This oddity hails from early 1970s France. It’s certainly the only movie about a tiny water spider transforming into a full-sized woman that I know of, and deserves a look.

The Package
     The 1947 story “The Water Spider,” a surreal account of love and transformation, is one of the key works of the late French fantasy-horror maestro Marcel Bealu (and can be found in English in the 2012 anthology UNSTUCK #2). This 1971 film adaptation (which is a.k.a. L'ARAIGNEE D’EAU), the feature debut of Belgian filmmaker Jean-Daniel Verhaeghe, was something of a rarity amid French cinema of the early 1970s, in which horror and fantasy-themed fare was pretty scant. That probably explains why the film fell into immediate and long-lasting obscurity.

The Story
     Bernard is a writer living in a rural village who’s become distant with his wife Catherine, who accuses him of not loving her anymore. Frustrated, Bernard embarks on a new writing project that may be a recollection or a fantasy.

Task set
[A] In the film review, who made the 1971 adaptation as his feature debut?
[B] Using the film review, mark each statement yes or no, and quote the words that decide it: (i) "The Water Spider" was first a story published in 1947. (ii) Horror and fantasy films were common in French cinema of the early 1970s. (iii) Bernard lives in a city.
[C] Pick up the film review after its last sentence and keep writing.

Dataset excerpt
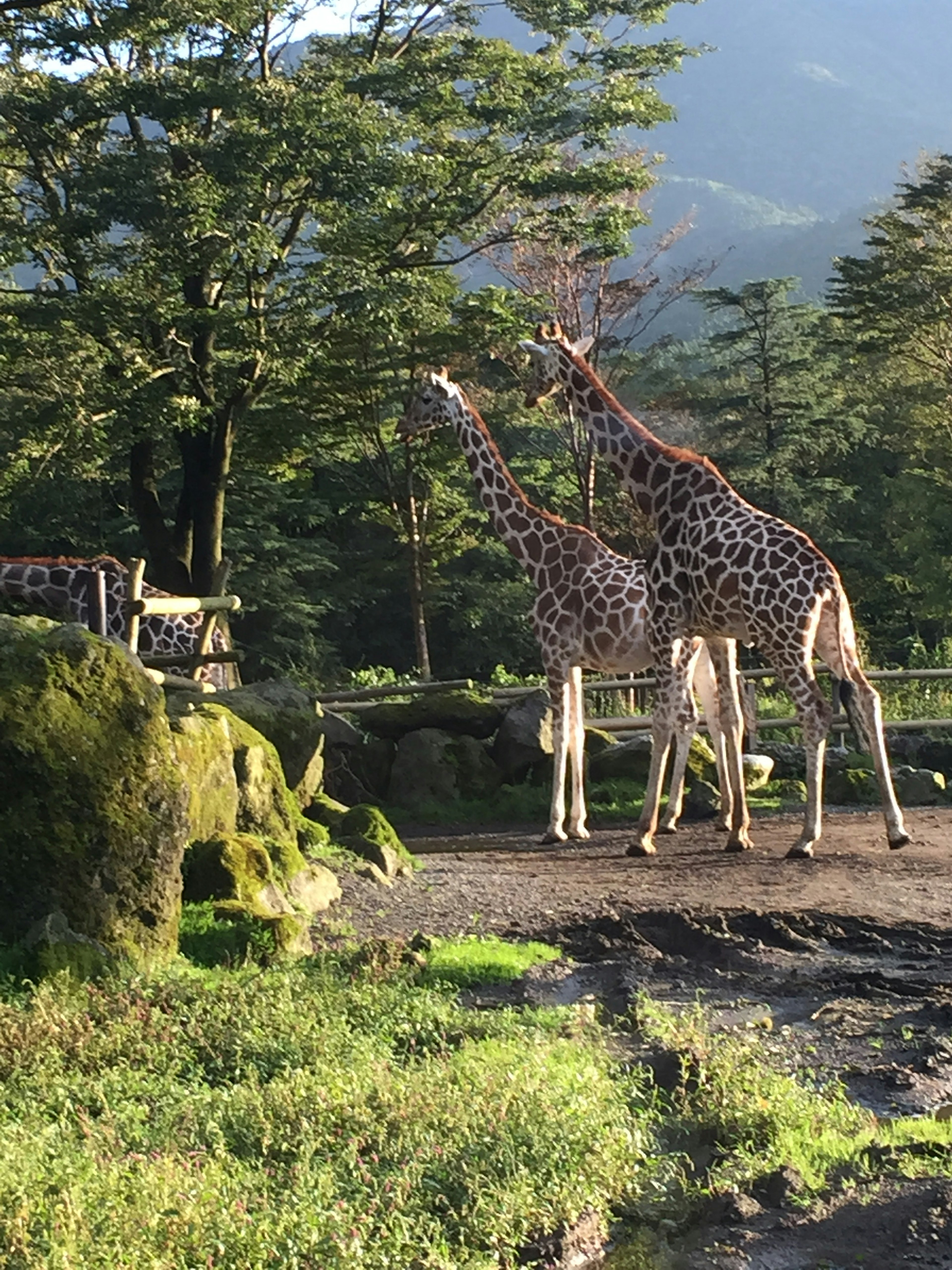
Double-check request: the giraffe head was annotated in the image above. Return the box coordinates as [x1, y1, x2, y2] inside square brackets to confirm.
[519, 321, 595, 405]
[396, 367, 459, 441]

Answers
[A] Belgian filmmaker Jean-Daniel Verhaeghe.

[B]
(i) Yes: "The 1947 story “The Water Spider,”"
(ii) No: "in which horror and fantasy-themed fare was pretty scant"
(iii) No: "a writer living in a rural village"

[C]
     Bernard’s account, whose events take up the remainder of the film, begins with Bernard finding a tiny water spider in a lake near his house. He puts the spider in a tin box and takes it home, where he grows strangely obsessed with it. Confined to Bernard and Catherine’s attic, the spider begins growing larger, and eventually forms itself into a beautiful woman Bernard christens Nicky.
     Bernard of course neglects Catherine, who grows disenchanted. Nicky, meanwhile, takes to dressing up in stolen clothes, and the smitten Bernard doesn’t discourage her. Malicious gossip begins to spread among the villagers, and Catherine grows suspicious. She eventually departs, leaving Bernard alone with Nicky.
     One day some villagers throw stones at Bernard’s house, breaking several windows. He retaliates by letting a sack full of feisty cats loose in the local church, disrupting a prayer service.
     Shortly thereafter Catherine returns home, where she tries to bash Nicky’s head in with a heavy candle. The attempt fails, forcing the women into an uneasy alliance--until Nicky catches Bernard and Catherine having sex, which freaks her out completely...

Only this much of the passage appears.